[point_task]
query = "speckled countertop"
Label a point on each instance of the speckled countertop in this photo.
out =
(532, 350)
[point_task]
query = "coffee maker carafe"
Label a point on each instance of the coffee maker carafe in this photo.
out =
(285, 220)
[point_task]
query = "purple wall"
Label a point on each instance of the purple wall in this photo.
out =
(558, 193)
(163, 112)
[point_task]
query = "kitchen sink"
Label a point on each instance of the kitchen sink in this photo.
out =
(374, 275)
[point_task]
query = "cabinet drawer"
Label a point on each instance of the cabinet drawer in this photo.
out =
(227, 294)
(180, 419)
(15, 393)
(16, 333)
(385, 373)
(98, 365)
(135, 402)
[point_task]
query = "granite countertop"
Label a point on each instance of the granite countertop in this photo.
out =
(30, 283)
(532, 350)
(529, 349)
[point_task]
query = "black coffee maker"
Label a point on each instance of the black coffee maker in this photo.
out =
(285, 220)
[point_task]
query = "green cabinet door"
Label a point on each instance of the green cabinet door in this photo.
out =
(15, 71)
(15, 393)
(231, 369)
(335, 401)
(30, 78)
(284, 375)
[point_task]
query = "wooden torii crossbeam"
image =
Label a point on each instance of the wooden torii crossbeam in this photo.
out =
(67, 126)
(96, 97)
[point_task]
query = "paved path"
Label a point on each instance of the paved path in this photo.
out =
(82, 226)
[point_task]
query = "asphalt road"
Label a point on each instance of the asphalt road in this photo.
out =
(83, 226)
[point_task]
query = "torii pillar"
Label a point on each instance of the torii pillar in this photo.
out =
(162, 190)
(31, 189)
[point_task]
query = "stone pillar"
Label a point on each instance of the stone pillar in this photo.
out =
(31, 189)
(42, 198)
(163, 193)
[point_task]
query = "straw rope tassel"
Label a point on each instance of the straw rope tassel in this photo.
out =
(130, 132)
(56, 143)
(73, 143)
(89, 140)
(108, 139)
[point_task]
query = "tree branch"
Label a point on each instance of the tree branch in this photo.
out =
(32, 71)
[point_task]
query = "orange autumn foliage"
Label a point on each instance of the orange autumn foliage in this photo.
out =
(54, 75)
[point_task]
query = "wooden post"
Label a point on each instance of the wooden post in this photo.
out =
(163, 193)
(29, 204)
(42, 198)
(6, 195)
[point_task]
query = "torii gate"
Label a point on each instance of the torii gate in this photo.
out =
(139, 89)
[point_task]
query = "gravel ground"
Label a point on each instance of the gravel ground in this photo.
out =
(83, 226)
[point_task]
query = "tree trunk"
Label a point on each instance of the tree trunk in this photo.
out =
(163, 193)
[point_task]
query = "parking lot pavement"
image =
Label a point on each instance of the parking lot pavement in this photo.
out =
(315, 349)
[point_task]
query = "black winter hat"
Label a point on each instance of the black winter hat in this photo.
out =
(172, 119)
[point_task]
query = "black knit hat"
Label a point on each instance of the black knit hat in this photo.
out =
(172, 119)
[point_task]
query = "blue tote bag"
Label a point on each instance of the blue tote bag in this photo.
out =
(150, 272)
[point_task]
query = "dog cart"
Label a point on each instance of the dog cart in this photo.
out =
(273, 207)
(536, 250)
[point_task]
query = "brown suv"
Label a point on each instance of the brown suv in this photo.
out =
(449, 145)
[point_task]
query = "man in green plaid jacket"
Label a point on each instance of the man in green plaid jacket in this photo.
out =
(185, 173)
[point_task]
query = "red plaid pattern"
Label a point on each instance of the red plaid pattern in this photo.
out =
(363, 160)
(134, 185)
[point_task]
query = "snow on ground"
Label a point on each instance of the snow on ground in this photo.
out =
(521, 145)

--------------------

Brief: Search the data above for the word "pattern", then gather each line in which it appears.

Task result:
query = "red plaid pattern"
Label a point on each instance of the red plaid pattern in this photo.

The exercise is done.